[Start]

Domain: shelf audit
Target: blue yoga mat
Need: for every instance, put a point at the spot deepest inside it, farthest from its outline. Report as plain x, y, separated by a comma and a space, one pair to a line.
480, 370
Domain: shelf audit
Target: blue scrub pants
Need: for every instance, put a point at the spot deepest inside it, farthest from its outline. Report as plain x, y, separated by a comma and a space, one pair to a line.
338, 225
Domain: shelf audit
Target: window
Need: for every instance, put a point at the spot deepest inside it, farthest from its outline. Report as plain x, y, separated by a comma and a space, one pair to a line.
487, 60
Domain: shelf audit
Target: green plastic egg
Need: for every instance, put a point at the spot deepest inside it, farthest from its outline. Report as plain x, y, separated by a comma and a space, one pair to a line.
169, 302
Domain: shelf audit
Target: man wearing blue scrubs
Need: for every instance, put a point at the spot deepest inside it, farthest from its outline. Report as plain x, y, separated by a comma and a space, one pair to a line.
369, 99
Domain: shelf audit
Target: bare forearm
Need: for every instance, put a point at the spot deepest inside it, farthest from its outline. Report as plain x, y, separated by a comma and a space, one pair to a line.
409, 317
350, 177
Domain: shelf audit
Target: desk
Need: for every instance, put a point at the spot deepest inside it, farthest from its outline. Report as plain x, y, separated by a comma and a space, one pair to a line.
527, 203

[End]
[Start]

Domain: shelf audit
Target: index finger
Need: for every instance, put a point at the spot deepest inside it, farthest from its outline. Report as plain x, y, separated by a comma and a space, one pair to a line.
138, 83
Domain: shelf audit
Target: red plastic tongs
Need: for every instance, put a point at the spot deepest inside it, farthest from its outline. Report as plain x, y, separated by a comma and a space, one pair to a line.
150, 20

[End]

## Problem requirements
How many lines in the items above, across both blocks, contain the string "Target"? Give only the number.

## Result of the task
9